[Opening Dataset excerpts section]
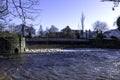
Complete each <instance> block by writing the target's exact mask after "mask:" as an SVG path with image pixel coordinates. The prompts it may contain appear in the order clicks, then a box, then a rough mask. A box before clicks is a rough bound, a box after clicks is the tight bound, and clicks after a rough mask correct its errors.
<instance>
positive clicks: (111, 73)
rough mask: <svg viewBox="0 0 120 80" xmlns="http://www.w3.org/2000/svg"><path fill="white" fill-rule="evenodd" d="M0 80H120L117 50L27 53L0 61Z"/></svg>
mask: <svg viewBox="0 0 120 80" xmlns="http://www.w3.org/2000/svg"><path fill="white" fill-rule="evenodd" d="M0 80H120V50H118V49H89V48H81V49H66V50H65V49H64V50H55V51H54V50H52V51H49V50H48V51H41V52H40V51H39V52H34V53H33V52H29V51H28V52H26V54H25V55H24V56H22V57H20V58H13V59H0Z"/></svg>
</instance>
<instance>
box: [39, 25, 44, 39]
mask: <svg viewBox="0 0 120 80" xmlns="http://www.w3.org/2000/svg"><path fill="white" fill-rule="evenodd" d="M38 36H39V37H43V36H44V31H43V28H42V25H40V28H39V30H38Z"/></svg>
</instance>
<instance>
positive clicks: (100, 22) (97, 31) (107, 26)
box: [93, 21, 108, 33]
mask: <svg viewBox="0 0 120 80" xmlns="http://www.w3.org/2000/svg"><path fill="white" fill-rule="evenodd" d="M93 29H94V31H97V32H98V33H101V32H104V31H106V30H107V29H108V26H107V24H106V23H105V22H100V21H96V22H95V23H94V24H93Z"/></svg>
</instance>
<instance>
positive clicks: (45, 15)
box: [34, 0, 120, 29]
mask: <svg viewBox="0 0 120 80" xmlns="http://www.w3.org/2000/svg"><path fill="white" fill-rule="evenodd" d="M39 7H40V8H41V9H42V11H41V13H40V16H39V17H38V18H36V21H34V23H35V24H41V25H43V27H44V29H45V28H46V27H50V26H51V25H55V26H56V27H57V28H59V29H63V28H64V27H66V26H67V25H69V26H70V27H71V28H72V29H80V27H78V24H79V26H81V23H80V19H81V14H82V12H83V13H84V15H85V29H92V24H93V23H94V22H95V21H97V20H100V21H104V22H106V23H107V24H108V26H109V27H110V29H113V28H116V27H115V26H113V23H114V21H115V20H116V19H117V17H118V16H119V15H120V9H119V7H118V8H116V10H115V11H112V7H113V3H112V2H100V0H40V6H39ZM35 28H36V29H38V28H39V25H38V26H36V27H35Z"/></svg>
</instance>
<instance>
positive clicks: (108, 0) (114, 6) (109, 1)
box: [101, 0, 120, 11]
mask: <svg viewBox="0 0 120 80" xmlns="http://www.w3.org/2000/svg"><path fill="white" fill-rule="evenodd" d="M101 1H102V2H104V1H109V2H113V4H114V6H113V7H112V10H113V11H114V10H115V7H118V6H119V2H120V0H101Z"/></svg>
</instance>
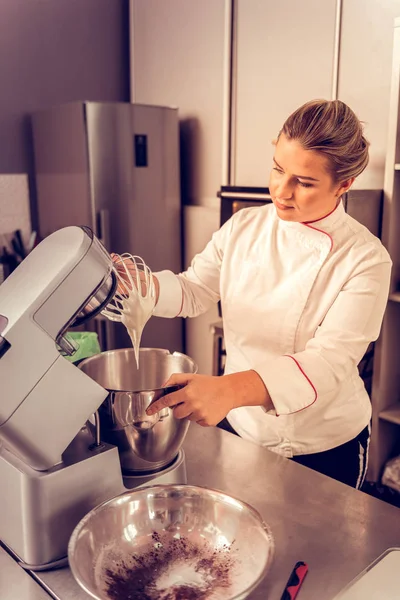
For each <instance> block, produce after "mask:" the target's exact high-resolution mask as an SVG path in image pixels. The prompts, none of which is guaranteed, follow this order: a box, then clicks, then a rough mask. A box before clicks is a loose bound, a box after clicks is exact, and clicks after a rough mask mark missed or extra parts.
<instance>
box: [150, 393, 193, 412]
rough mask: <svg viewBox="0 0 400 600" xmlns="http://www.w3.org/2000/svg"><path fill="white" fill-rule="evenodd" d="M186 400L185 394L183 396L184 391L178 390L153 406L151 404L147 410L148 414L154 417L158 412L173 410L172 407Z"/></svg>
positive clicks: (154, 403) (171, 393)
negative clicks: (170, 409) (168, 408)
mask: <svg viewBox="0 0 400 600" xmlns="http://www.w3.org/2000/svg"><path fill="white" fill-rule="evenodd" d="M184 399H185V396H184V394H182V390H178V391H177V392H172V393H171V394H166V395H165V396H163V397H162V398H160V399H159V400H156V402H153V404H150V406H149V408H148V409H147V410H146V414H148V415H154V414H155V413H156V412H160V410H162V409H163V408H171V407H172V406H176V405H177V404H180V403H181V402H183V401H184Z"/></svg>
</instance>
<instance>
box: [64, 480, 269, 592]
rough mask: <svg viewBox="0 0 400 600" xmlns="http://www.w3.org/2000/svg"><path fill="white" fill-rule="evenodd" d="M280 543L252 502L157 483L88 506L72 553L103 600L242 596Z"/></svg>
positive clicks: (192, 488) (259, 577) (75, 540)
[Closing Dataset excerpts section]
(Exercise objective):
Give the number of lines above that include "after". Write nothing else.

(Reply to the exercise):
2